PROBLEM TO WORK ON:
In the data below, find the line that contains "[locate] palm tree" and the line that contains "[locate] interior door". Copy both, plus every line between them, exactly.
○ ○ ○
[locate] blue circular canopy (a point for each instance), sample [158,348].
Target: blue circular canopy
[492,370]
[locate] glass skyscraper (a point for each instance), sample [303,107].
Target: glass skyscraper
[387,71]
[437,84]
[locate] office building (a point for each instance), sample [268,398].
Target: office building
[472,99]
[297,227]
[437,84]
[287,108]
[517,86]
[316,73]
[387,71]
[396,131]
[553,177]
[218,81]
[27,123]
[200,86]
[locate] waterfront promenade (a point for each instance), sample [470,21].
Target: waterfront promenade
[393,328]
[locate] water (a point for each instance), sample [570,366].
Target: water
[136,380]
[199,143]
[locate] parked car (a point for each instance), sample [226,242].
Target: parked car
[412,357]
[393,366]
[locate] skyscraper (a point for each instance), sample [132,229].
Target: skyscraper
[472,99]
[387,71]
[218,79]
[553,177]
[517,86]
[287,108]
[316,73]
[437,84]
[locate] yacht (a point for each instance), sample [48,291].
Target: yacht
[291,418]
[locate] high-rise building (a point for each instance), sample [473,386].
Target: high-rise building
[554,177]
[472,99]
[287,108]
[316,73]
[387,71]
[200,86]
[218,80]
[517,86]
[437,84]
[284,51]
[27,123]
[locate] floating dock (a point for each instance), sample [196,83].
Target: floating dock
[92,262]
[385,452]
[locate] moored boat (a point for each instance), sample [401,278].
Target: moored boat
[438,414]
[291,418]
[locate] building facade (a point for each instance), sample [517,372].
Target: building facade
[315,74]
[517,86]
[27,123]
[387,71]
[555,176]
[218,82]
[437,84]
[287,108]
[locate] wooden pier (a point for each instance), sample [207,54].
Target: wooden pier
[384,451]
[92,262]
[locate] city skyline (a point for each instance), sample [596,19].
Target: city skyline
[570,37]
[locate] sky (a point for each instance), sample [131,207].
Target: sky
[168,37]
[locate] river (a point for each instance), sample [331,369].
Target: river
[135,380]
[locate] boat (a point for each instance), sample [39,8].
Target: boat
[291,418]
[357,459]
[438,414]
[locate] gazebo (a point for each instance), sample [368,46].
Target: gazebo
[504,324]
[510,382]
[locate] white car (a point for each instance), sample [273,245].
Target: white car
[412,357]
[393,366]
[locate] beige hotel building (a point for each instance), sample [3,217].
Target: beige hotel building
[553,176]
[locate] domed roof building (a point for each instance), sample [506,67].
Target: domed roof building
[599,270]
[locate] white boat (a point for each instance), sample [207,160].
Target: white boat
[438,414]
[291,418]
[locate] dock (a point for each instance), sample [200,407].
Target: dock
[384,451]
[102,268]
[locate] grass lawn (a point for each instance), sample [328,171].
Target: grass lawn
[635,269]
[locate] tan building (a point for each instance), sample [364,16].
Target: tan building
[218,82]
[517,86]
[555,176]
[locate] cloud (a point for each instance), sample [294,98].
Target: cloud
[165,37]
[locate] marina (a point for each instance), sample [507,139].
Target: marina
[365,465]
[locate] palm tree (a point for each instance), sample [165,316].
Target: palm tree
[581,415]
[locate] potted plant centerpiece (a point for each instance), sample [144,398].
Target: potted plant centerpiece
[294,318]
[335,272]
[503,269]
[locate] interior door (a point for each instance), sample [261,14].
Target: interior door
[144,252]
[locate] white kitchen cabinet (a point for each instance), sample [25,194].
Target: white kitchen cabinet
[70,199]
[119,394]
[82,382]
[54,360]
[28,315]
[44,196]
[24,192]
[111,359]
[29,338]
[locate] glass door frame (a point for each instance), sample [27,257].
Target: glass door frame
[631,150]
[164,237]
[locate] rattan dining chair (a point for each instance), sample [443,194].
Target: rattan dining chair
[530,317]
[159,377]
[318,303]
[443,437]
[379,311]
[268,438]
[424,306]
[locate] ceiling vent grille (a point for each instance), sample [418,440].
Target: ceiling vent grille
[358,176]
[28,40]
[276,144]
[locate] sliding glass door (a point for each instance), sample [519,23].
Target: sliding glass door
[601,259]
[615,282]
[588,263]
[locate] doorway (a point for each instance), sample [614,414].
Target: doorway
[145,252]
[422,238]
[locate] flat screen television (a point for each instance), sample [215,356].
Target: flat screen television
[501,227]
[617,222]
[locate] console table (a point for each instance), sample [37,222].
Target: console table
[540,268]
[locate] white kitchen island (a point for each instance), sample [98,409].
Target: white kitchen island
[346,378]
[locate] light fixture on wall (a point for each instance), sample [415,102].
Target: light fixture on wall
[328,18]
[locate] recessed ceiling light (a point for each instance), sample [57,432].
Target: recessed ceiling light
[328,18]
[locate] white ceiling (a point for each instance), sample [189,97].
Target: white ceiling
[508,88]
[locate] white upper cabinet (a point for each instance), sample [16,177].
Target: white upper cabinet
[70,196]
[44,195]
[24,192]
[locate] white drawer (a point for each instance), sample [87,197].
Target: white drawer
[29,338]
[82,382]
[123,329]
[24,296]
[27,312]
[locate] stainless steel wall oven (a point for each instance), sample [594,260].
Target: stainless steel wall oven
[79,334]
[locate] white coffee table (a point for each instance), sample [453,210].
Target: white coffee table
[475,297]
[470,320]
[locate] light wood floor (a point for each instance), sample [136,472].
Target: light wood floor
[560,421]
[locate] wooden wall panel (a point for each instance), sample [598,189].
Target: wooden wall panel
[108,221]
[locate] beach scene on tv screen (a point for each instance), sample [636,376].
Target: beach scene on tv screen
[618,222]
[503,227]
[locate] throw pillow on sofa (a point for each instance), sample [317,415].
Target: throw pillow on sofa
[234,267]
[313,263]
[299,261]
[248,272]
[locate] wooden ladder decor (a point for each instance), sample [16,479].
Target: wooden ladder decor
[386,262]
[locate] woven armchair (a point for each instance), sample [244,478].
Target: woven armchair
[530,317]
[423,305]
○ ○ ○
SOLUTION FOR THIS PROBLEM:
[locate] palm tree (a point for each instance), sample [165,316].
Target: palm tree
[581,415]
[locate] potted plant centerpiece (a point for each instance), sample [144,398].
Target: potted plant centerpiece
[294,318]
[335,272]
[503,269]
[locate] interior door (a point for each instance), sample [261,14].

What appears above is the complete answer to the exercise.